PROBLEM DESCRIPTION: Although the data holds pictures, return only the lines from the one containing "Question: Can you locate the thin" to the end, exactly, and without them.

(INPUT MATERIAL begins)

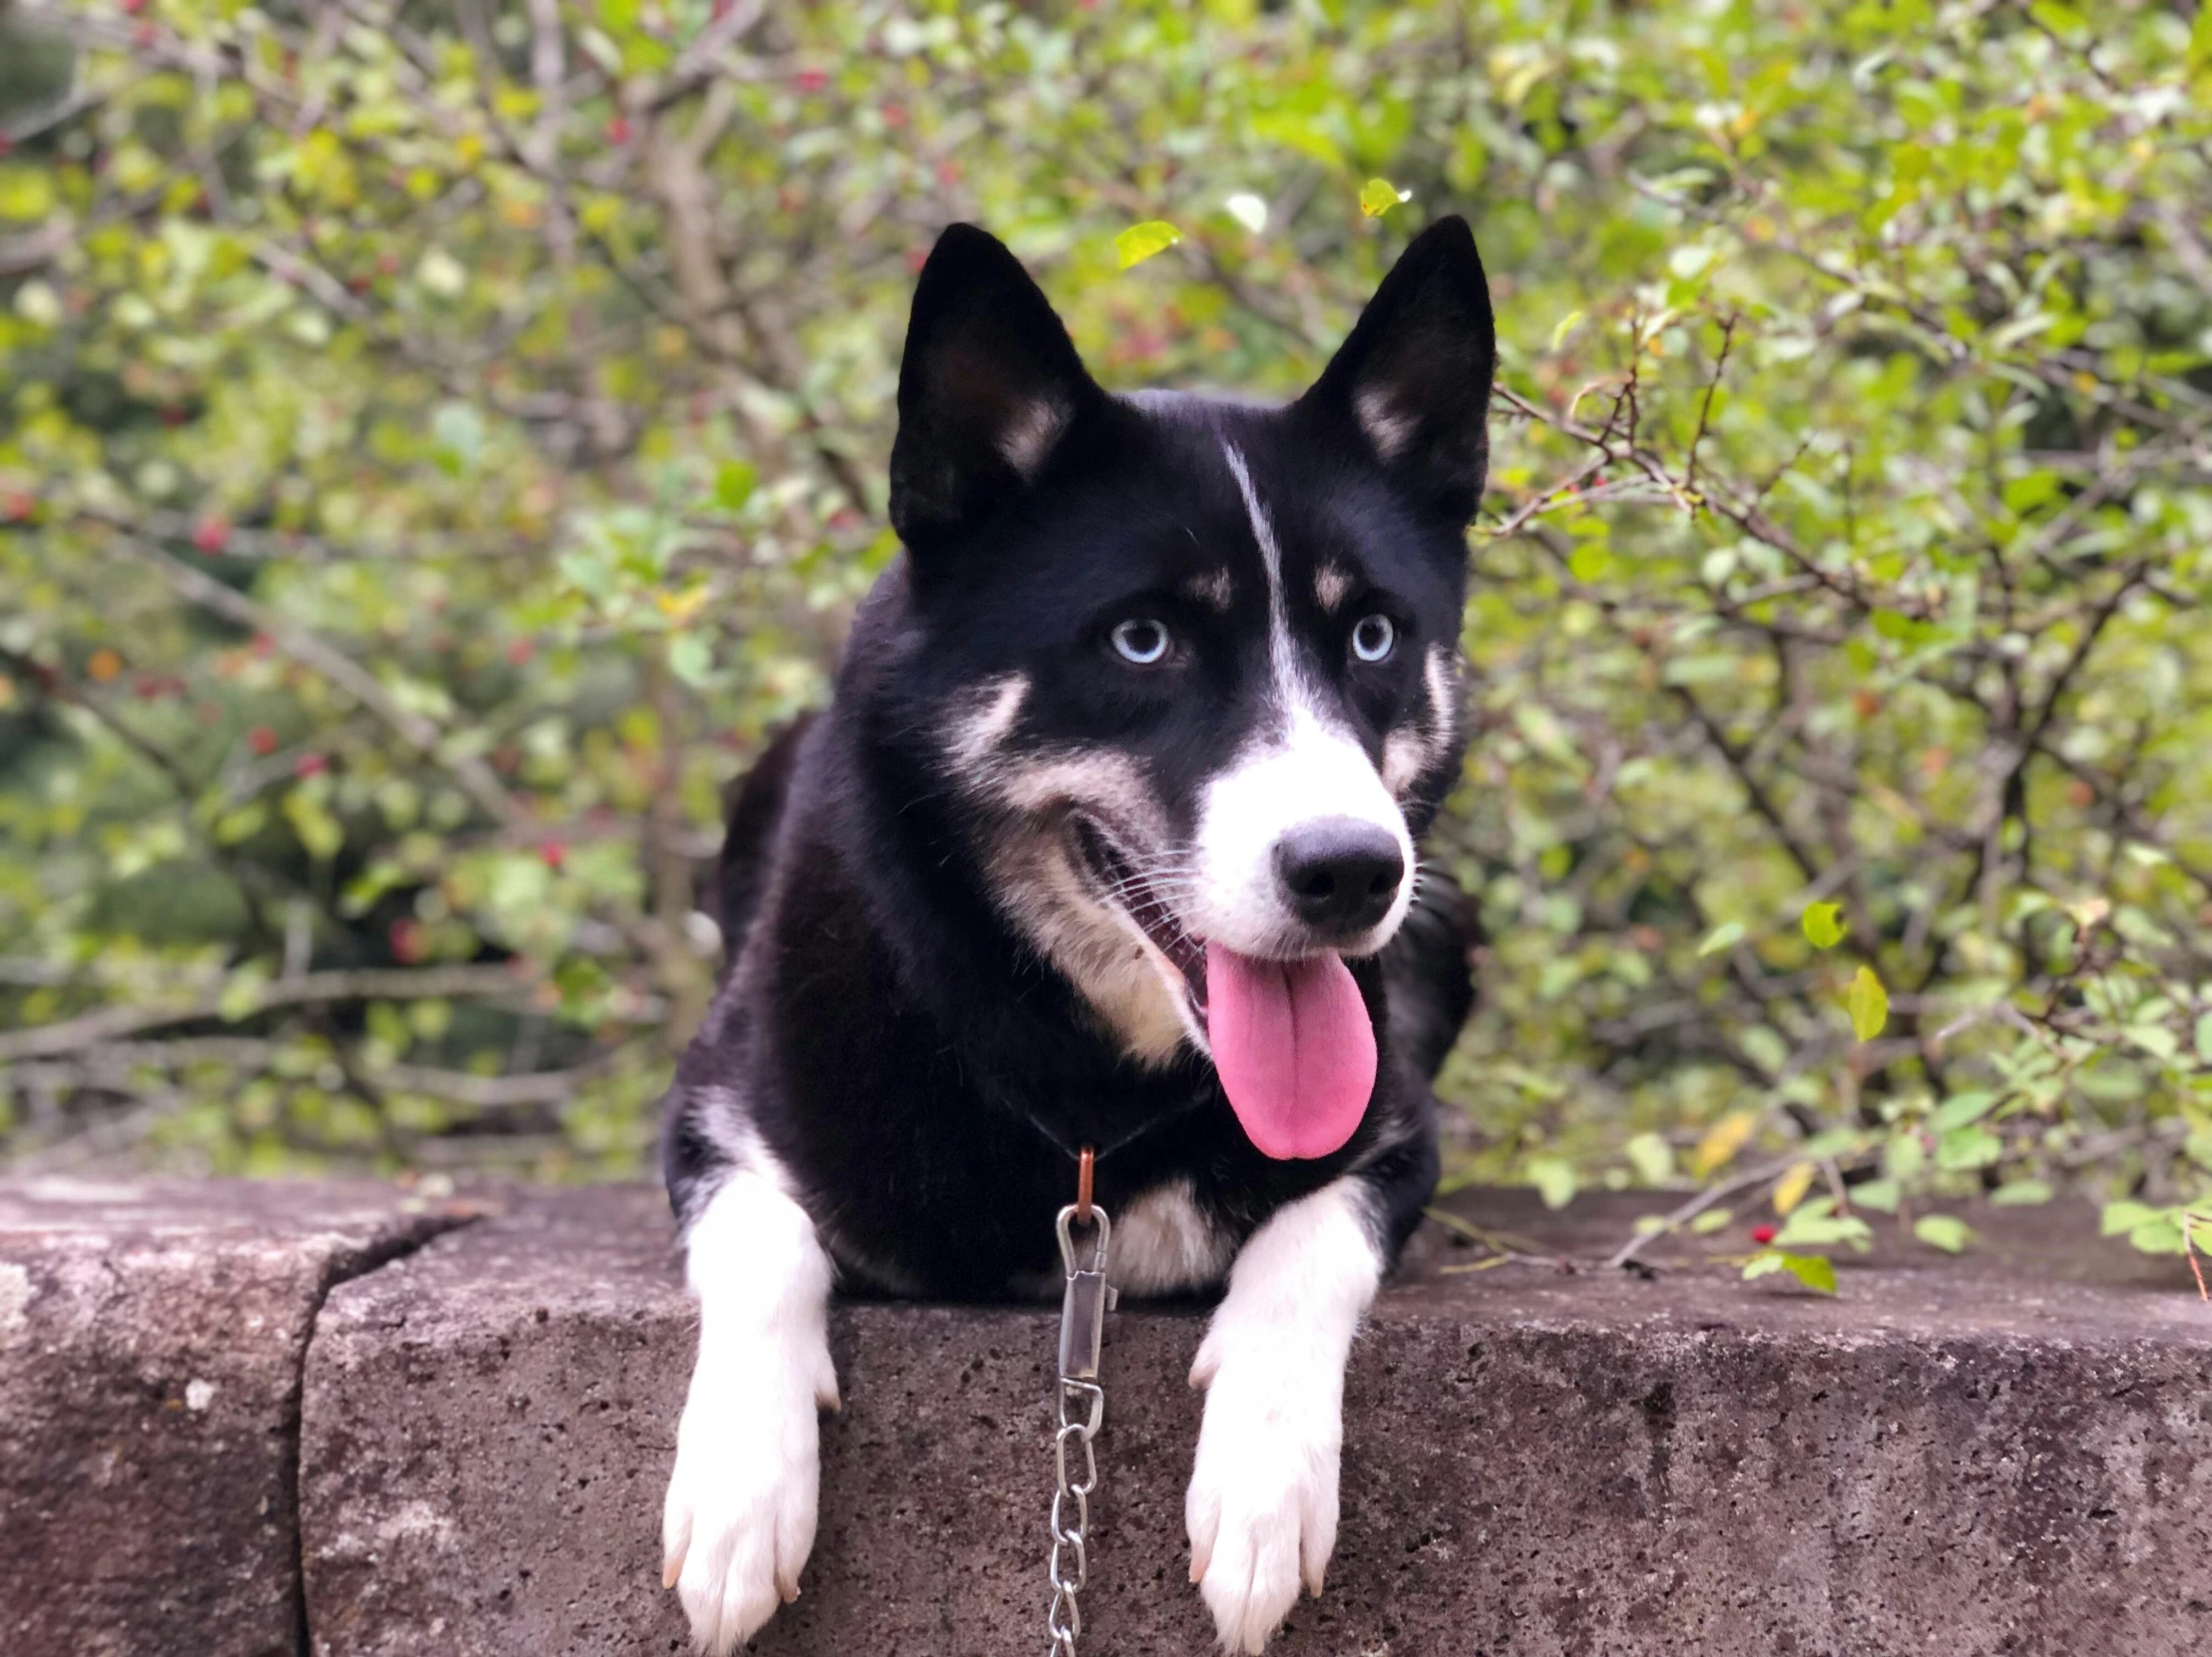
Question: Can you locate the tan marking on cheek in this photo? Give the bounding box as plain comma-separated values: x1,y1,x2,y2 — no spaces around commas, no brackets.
993,750,1159,830
1383,646,1461,798
1314,565,1354,612
1424,644,1459,747
946,673,1031,775
1382,729,1429,796
1183,569,1234,611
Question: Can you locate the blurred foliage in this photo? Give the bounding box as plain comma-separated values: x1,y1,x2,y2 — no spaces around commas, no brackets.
1,0,2208,1267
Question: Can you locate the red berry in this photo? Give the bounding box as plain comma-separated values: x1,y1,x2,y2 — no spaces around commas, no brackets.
1750,1224,1777,1246
506,637,535,666
389,919,425,965
1,492,33,523
192,517,230,554
122,0,146,13
294,753,328,777
607,116,633,145
540,840,566,871
881,102,908,129
793,69,828,94
246,725,278,755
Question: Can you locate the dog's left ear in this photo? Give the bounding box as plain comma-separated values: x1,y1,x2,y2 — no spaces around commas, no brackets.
1301,216,1497,525
890,223,1101,552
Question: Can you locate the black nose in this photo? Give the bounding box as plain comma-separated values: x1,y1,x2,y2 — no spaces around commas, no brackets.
1273,818,1405,936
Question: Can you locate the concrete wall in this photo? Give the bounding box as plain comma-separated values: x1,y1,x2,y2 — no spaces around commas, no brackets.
4,1178,2208,1656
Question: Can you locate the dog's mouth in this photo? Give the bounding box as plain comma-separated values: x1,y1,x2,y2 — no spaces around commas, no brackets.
1070,815,1377,1162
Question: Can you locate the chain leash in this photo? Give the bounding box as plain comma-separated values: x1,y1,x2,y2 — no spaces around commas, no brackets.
1047,1150,1113,1657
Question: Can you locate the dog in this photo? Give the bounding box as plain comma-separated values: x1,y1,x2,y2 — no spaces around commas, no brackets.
658,215,1494,1654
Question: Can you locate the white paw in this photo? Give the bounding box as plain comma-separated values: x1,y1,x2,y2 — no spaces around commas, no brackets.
1183,1339,1342,1654
662,1352,838,1653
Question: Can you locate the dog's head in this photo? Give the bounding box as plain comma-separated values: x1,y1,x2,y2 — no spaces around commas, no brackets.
881,220,1493,1160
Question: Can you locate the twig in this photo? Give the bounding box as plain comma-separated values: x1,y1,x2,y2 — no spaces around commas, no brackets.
1602,1152,1802,1271
0,966,535,1064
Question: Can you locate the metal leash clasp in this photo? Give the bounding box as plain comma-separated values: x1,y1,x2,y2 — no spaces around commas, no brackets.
1046,1149,1113,1657
1056,1201,1115,1385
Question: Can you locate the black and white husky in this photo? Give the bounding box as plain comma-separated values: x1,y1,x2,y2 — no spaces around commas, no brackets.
659,217,1495,1654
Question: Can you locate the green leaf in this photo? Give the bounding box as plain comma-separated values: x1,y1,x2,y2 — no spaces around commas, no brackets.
713,461,757,513
1935,1126,2001,1170
431,402,484,478
1358,178,1413,217
1779,1253,1838,1295
1696,921,1745,958
1800,902,1845,948
1851,1178,1901,1213
1566,543,1610,583
1772,1208,1872,1252
1930,1091,1996,1133
0,167,55,220
1689,1206,1734,1234
1527,1155,1576,1210
2099,1200,2160,1238
2126,1216,2185,1256
1113,220,1182,269
1741,1250,1785,1281
1624,1130,1674,1185
1990,1180,2051,1207
1913,1214,1972,1254
1846,965,1889,1041
667,633,714,687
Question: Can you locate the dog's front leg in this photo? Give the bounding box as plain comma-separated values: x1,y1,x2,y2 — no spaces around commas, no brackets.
1185,1176,1382,1653
663,1168,839,1653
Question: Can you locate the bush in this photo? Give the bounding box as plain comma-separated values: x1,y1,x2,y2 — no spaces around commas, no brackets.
2,1,2207,1262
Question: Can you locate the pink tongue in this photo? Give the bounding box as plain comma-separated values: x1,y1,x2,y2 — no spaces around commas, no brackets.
1203,944,1377,1160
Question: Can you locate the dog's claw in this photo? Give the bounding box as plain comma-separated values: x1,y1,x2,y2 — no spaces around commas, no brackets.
662,1554,682,1591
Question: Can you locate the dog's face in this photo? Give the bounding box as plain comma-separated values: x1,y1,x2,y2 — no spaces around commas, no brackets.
882,222,1494,1159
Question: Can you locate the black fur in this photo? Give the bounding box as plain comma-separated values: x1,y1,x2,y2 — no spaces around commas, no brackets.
664,220,1494,1298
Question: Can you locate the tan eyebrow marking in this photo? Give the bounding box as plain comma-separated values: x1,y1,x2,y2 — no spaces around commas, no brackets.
1313,564,1354,612
1183,569,1234,610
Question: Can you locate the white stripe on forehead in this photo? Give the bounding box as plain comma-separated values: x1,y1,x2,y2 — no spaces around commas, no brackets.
1219,440,1298,715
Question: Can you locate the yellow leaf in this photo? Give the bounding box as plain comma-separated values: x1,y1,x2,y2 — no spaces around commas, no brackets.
1846,965,1889,1041
1801,902,1845,949
1771,1161,1817,1215
1691,1109,1758,1178
1113,220,1181,269
1359,178,1412,217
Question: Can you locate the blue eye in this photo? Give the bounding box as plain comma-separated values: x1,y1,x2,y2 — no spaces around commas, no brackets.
1111,619,1170,664
1351,615,1395,662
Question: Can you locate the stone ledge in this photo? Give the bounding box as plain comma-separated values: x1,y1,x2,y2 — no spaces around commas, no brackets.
0,1177,479,1657
6,1178,2209,1656
299,1186,2212,1657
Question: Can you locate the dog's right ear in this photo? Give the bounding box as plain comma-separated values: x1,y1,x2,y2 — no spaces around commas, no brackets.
889,224,1100,551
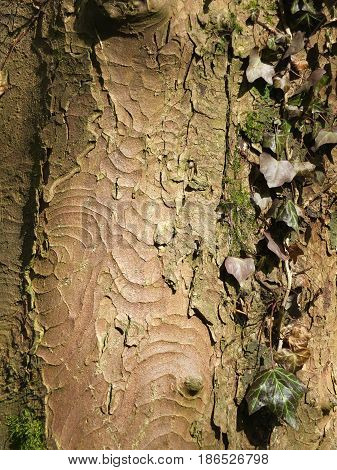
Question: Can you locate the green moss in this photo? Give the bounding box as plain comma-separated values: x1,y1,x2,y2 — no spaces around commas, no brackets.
241,106,275,144
227,12,243,34
220,152,257,255
7,409,46,450
203,12,243,55
224,188,257,255
245,0,260,14
244,0,277,21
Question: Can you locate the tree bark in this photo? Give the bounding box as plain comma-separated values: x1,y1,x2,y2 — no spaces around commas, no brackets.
1,0,337,450
0,0,46,447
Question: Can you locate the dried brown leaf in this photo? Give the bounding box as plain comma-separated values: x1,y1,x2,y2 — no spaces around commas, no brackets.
274,347,310,372
291,58,309,73
286,325,311,352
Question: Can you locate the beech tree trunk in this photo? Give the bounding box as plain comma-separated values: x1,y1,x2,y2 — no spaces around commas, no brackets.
1,0,337,450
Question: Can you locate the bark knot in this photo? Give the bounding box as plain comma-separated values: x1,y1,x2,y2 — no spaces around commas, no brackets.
93,0,172,29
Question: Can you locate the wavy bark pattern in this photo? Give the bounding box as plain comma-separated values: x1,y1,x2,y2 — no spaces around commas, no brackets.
35,0,228,449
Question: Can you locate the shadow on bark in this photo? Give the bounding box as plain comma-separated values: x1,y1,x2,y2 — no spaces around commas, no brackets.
236,398,277,449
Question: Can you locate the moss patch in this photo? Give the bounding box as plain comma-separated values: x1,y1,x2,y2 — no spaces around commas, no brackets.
220,151,257,256
7,409,46,450
241,106,276,144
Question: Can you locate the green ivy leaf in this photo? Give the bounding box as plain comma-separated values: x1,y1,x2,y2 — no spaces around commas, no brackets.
302,0,317,14
291,0,300,14
275,200,299,232
246,367,306,429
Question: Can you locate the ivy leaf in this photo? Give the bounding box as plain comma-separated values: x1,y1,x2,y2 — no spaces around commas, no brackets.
273,74,290,93
293,161,315,176
293,68,326,96
252,192,272,213
291,0,300,13
314,128,337,150
307,69,327,89
246,367,306,428
292,0,325,30
264,120,292,157
264,232,288,261
274,348,310,373
224,257,255,286
246,48,275,86
283,31,305,59
259,153,296,188
302,0,317,14
285,324,311,352
274,200,299,232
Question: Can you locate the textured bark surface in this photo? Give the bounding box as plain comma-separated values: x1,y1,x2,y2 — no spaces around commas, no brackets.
0,0,45,448
34,0,228,450
1,0,337,451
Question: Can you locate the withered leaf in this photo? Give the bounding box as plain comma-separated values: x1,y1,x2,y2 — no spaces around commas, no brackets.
291,58,309,74
314,128,337,150
246,47,275,86
274,348,310,373
224,257,255,286
246,367,306,429
283,31,305,59
260,153,296,188
264,232,288,261
286,325,311,352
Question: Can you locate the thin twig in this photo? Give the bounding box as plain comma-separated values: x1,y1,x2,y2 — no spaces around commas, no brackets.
269,302,277,367
278,258,292,351
255,19,280,36
282,259,292,310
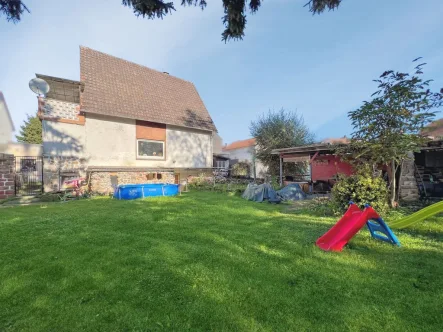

(INPUT MATERIAL ends)

ANSWER FOR THIS EXERCISE:
Question: Can you locate the thin twig in this photo? Give the bounding box as plain comma-separated values: x1,y1,x2,y2 — no spaces around commas, no brackets.
269,302,277,367
278,258,292,351
255,19,280,36
282,259,292,310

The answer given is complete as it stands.